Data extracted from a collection
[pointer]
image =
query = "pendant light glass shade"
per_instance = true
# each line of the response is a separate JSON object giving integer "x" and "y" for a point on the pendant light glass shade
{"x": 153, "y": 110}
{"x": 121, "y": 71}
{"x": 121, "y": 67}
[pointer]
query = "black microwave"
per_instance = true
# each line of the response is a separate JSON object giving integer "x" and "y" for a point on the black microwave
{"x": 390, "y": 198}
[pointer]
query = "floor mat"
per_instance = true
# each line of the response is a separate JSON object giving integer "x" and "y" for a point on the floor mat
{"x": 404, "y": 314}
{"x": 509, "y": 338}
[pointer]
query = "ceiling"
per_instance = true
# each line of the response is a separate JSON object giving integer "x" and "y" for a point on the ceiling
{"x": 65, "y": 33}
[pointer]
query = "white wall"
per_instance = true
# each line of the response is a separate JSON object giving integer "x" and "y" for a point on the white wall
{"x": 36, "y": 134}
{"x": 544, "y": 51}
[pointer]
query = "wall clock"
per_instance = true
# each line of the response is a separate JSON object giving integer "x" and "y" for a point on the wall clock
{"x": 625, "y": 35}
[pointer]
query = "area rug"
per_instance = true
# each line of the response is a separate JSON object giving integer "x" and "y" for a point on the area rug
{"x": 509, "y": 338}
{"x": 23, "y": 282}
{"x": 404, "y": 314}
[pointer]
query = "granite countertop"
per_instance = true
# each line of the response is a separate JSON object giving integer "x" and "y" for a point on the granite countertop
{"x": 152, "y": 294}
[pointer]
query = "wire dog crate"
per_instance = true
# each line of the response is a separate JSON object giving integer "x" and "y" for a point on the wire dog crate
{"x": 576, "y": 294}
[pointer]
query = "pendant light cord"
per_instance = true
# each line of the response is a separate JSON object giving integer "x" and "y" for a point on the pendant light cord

EXERCISE DETAILS>
The records must each be output verbatim, with nothing left out.

RESULT OF THE EXERCISE>
[pointer]
image =
query = "pendant light glass shade"
per_instance = true
# each line of the response is a separate JSON object giving integer "x" and "y" for a point on the pendant light glass shade
{"x": 153, "y": 110}
{"x": 121, "y": 71}
{"x": 121, "y": 67}
[pointer]
query = "black microwave"
per_instance = true
# each line of the response is a separate JSON object giving integer "x" and "y" for a point on the black microwave
{"x": 390, "y": 198}
[pointer]
query = "floor mat"
per_instance = true
# each line of the response is a separate JSON object giving integer "x" and "y" for a point on the floor mat
{"x": 404, "y": 314}
{"x": 509, "y": 338}
[pointer]
query = "ceiling"
per_instance = true
# each line of the response is a separate JSON object giving integer "x" and "y" for a point on the ceiling
{"x": 65, "y": 33}
[pointer]
query = "white wall"
per_instance = true
# each line of the response is a separate JSON object giving integer "x" and "y" for a point on the white wall
{"x": 36, "y": 134}
{"x": 544, "y": 51}
[pointer]
query = "wall clock"
per_instance = true
# each line of the response is a separate JSON object giving integer "x" and "y" for a point on the wall clock
{"x": 625, "y": 35}
[pointer]
query = "area rug"
per_instance = true
# each line of the response is a separate JSON object giving integer "x" and "y" for a point on the area rug
{"x": 509, "y": 338}
{"x": 23, "y": 282}
{"x": 404, "y": 314}
[pointer]
query = "granite countertop"
per_instance = true
# each line of the response is a separate JSON object giving integer "x" and "y" for a point on the granite countertop
{"x": 152, "y": 294}
[pointer]
query = "wire dog crate"
per_instance = true
# each line of the response is a separate JSON object giving integer "x" and "y" for a point on the wire dog crate
{"x": 576, "y": 294}
[pointer]
query = "pendant light cord"
per_instance = true
# each line of the response is a separate JSON object giving integer "x" and "y" for a point on the pendant light cord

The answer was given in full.